**Instructions for the task**
Sift the material below and copy out only the lines that contain the word "white". Case counts.

**Extracted material**
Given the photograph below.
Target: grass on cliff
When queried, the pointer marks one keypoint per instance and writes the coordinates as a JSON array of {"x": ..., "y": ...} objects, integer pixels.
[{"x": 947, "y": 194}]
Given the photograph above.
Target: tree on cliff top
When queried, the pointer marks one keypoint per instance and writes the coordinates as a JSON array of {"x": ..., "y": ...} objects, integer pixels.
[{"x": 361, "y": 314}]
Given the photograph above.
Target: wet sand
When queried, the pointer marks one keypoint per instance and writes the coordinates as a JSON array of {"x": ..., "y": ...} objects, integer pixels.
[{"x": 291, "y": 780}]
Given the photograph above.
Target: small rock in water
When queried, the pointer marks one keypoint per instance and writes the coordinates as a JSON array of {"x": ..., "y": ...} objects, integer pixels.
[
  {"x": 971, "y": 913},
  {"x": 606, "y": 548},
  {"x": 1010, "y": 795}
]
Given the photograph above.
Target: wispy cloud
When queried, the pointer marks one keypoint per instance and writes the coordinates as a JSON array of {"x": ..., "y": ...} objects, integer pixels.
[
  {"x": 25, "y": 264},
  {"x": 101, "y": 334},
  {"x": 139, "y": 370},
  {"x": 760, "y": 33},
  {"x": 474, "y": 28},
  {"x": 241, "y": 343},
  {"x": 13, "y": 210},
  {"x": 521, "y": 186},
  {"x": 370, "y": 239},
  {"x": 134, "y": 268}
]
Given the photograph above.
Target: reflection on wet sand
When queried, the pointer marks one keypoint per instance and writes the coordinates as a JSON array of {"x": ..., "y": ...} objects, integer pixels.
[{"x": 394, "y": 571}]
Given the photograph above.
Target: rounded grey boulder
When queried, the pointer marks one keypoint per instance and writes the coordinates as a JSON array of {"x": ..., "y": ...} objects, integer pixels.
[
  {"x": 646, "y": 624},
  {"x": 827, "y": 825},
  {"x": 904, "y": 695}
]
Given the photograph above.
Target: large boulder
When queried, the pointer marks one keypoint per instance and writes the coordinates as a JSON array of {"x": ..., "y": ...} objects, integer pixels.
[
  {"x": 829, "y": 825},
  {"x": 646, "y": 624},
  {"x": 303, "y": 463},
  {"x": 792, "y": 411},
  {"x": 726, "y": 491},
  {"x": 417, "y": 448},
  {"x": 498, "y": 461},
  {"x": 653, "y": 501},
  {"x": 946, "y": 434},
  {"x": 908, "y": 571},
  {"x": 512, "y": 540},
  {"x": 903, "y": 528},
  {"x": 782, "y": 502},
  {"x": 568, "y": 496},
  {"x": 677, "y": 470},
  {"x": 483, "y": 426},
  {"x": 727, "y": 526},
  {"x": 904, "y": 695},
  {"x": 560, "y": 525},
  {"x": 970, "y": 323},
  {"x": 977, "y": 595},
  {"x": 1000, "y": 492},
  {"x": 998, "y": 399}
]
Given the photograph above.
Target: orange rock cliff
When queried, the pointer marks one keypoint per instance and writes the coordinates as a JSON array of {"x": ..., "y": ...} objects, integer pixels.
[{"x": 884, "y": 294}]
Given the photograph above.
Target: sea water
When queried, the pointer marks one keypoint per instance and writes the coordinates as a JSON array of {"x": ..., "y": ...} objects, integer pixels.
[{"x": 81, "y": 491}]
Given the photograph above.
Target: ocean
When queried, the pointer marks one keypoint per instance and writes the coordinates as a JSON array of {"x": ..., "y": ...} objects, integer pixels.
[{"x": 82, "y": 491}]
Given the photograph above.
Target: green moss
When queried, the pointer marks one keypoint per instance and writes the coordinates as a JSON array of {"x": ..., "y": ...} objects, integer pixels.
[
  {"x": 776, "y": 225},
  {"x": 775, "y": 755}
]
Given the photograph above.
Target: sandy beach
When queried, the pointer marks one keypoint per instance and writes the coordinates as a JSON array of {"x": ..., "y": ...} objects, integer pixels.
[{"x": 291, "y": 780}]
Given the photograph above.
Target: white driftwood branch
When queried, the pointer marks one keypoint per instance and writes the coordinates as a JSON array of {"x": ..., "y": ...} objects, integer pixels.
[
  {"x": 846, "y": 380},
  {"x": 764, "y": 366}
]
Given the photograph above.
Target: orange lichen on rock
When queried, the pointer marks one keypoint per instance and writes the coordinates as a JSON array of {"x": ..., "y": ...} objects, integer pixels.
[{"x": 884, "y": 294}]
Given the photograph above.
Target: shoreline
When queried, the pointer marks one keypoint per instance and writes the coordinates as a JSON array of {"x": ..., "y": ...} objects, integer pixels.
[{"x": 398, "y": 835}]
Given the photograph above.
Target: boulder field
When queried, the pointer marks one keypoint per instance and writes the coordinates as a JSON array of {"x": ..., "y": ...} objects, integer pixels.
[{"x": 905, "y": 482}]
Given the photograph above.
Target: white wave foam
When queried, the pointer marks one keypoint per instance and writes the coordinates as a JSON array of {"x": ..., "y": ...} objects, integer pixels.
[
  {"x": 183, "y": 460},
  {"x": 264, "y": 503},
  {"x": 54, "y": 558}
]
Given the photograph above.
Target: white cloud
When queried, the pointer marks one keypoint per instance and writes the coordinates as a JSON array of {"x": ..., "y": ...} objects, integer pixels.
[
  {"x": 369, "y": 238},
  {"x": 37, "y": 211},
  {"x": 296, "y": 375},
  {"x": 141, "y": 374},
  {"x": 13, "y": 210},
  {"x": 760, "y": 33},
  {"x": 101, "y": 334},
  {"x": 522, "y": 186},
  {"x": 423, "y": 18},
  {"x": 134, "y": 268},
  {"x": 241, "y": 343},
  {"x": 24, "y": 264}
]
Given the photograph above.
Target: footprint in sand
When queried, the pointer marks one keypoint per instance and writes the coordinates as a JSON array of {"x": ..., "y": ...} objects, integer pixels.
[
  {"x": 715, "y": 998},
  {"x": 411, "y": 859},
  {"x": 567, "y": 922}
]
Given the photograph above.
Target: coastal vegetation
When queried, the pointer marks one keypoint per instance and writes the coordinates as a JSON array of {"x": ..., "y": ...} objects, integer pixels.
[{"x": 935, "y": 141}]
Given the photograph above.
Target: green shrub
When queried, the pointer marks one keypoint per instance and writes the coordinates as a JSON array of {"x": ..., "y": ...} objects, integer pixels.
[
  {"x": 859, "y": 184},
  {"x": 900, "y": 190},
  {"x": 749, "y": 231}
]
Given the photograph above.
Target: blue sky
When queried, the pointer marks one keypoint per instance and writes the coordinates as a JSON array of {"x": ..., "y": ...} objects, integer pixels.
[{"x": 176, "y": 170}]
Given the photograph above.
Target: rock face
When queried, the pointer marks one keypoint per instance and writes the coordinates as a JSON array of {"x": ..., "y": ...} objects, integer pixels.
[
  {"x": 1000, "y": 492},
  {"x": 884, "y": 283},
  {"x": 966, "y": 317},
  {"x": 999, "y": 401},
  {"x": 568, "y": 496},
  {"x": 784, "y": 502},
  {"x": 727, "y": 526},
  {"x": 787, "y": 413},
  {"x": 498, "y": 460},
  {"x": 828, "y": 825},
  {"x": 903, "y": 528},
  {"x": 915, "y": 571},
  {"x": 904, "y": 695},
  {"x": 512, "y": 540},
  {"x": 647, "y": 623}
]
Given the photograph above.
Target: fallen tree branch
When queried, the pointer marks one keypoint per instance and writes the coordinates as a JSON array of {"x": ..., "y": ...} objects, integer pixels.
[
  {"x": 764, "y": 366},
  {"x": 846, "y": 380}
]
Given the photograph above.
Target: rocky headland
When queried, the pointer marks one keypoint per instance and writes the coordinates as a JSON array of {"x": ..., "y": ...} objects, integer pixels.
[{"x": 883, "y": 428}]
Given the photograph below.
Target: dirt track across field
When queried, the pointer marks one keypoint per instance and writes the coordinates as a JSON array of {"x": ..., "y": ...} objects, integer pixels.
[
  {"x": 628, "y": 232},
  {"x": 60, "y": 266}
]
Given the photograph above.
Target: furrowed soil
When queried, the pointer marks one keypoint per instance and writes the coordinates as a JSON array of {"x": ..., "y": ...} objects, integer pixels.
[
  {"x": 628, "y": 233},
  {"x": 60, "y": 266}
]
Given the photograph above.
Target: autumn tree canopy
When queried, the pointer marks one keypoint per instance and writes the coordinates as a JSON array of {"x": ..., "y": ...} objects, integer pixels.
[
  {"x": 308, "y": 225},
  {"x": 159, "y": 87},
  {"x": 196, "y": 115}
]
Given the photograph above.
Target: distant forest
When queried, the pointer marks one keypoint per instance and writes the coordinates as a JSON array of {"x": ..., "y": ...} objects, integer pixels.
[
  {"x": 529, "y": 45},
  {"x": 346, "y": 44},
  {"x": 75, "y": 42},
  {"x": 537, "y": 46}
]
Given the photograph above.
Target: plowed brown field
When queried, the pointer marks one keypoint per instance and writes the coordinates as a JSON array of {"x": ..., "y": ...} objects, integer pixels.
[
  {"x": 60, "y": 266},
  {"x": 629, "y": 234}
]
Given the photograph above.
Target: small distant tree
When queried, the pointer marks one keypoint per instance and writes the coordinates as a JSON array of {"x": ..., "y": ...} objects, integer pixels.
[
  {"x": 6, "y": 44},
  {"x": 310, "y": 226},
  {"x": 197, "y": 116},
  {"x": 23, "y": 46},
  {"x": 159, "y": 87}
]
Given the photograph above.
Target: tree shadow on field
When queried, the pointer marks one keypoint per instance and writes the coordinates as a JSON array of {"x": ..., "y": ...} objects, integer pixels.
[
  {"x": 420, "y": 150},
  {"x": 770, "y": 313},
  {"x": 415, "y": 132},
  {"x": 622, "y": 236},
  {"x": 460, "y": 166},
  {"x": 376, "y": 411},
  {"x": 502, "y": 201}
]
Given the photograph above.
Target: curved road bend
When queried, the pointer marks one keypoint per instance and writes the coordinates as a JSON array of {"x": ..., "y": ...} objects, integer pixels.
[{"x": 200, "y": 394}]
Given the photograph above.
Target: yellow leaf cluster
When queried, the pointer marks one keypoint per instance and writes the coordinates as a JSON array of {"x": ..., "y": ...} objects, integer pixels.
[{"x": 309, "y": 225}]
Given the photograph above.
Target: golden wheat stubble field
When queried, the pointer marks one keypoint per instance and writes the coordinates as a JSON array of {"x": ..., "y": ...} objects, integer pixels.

**Exercise response**
Target: white driftwood branch
Target: white wave foam
Target: white cloud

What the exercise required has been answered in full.